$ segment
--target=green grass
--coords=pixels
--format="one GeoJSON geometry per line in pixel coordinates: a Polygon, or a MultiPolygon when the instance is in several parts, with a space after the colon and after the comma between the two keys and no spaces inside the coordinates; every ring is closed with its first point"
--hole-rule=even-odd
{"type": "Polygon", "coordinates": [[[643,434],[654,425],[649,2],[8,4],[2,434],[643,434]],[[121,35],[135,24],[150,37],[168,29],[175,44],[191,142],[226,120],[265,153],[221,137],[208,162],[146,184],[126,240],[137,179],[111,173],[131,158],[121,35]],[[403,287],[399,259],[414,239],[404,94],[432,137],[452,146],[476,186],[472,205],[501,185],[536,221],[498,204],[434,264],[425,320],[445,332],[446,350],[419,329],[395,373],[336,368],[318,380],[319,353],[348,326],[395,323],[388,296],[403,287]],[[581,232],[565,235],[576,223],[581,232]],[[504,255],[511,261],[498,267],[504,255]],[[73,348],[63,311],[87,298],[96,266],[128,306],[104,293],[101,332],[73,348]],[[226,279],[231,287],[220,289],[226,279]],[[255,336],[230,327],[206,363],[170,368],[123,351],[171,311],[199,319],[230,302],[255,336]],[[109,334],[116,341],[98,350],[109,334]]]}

Instructions to follow: Can you express every record above as a two-column CSV with the header input,output, one row per record, holding its text under input and its answer under output? Put each field in quotes and replace its line breaks with spaces.

Exercise answer:
input,output
"$ segment --target=green grass --coords=pixels --format=""one GeoJSON geometry per line in pixel coordinates: a Polygon, or a MultiPolygon when the instance is in several parts, with a space after the colon and after the comma between the two keys and no spaces inside the coordinates; every ring is closed with its first point"" --hole-rule=even-odd","{""type"": ""Polygon"", ""coordinates"": [[[643,434],[654,425],[649,2],[8,4],[2,434],[643,434]],[[121,35],[135,24],[150,37],[168,29],[175,44],[191,142],[226,120],[265,153],[221,137],[208,162],[146,184],[126,240],[137,179],[111,173],[131,158],[121,35]],[[403,287],[399,259],[414,239],[404,94],[432,137],[452,146],[476,186],[472,205],[501,185],[536,221],[498,204],[434,264],[425,320],[445,332],[446,350],[419,329],[395,373],[336,368],[318,380],[319,353],[348,326],[395,323],[388,296],[403,287]],[[581,232],[565,235],[576,223],[581,232]],[[504,255],[511,261],[498,267],[504,255]],[[73,348],[63,311],[87,298],[96,266],[128,306],[104,293],[101,332],[73,348]],[[226,279],[231,287],[220,289],[226,279]],[[255,336],[230,327],[206,363],[170,368],[123,351],[171,311],[199,319],[230,302],[255,336]],[[109,334],[116,341],[98,350],[109,334]]]}"